(Data listing)
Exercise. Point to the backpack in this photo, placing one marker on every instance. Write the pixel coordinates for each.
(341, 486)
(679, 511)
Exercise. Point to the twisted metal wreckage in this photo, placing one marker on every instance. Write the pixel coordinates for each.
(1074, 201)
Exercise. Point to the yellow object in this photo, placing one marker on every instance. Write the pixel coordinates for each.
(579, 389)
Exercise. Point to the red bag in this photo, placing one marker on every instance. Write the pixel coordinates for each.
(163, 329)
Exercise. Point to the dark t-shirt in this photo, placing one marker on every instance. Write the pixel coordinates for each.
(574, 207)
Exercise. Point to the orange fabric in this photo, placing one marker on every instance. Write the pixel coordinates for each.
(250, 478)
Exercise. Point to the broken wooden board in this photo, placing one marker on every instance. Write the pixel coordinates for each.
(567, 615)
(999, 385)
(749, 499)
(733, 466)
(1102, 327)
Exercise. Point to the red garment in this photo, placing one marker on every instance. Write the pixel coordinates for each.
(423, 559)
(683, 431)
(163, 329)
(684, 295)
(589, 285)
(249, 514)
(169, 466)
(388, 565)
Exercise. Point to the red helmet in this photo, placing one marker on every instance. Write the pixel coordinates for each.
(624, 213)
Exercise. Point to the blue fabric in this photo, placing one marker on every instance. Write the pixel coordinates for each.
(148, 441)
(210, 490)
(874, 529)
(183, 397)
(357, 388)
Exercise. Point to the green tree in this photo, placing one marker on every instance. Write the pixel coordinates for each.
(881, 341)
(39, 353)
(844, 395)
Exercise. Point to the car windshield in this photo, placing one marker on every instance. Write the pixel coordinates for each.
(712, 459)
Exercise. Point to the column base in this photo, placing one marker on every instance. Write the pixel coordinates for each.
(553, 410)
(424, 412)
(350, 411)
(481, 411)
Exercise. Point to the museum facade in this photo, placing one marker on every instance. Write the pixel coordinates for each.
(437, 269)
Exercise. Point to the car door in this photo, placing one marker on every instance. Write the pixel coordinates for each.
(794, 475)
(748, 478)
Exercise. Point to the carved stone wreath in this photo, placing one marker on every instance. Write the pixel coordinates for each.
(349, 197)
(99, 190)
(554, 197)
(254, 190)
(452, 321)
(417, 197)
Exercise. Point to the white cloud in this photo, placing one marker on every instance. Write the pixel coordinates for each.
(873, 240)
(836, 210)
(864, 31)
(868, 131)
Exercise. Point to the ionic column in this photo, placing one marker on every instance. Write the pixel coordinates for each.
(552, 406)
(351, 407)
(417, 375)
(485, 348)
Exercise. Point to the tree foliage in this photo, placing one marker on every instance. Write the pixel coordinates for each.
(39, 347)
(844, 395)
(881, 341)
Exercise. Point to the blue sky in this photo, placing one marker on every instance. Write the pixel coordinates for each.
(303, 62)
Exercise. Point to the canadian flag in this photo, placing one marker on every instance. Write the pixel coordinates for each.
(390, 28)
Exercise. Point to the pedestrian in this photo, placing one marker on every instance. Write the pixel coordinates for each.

• _TASK INSTRUCTIONS_:
Convert the records from the line containing "Exercise. Point to the red helmet" through the end of the records, inclusive, into a JSON list of strings with one string per line and any blank lines omitted.

• _RESULT OF THIS EXERCISE_:
[
  "Exercise. Point to the red helmet in this photo, placing one marker on every instance. Write the pixel coordinates for each.",
  "(624, 213)",
  "Exercise. Point to the blue fabric in this photo, placing one marker on every instance. Write the pixel coordinates for each.",
  "(148, 441)",
  "(210, 490)",
  "(874, 529)",
  "(183, 397)",
  "(357, 388)",
  "Exercise. Point to the green tree in this photo, placing one marker on every instance. Write the pixel coordinates for each.",
  "(881, 341)",
  "(39, 353)",
  "(844, 395)",
  "Exercise. Point to the car windshield in this photo, placing one marker on every instance. Write the pixel coordinates for each.",
  "(712, 459)",
  "Exercise. Point to the column base in this photo, placing one marker on every instance. Write the pixel coordinates for each.",
  "(553, 410)",
  "(424, 412)",
  "(350, 411)",
  "(481, 411)",
  "Exercise. Point to the museum facade in this photo, placing one marker on every instance. Write the pixel coordinates for each.",
  "(437, 269)",
  "Exercise. Point to the car door in this photo, placing one marker on every instance. Write the pixel coordinates for each.",
  "(794, 475)",
  "(748, 478)",
  "Exercise. Point to the carved stone wreath in this photo, placing one marker on every instance. Write the pixel coordinates for each.",
  "(349, 197)",
  "(99, 190)",
  "(554, 197)",
  "(254, 190)",
  "(452, 321)",
  "(417, 197)",
  "Exercise. Point to the white cloud in this photo, placing one marker on every instance. Write the pixel coordinates for each.",
  "(873, 240)",
  "(836, 210)",
  "(864, 31)",
  "(868, 131)",
  "Exercise. Point to the ionic column in this photo, placing one marker on every instance. Write the pixel coordinates for each.",
  "(552, 406)",
  "(351, 407)",
  "(417, 375)",
  "(485, 348)",
  "Exercise. Point to the tree foliage in this photo, placing one marker on every instance. Write the pixel coordinates for each.",
  "(39, 347)",
  "(844, 395)",
  "(881, 341)",
  "Exercise. Point to the blue sky in this photo, placing one marker on every instance. Write the pixel coordinates for each.",
  "(303, 62)",
  "Exercise. Point to the canadian flag in this photo, placing one marker on every instance. Write the pixel coordinates for each.",
  "(390, 28)",
  "Exercise. Point to the pedestrian in this photo, placing one marker on every instance. Write the pixel coordinates for each."
]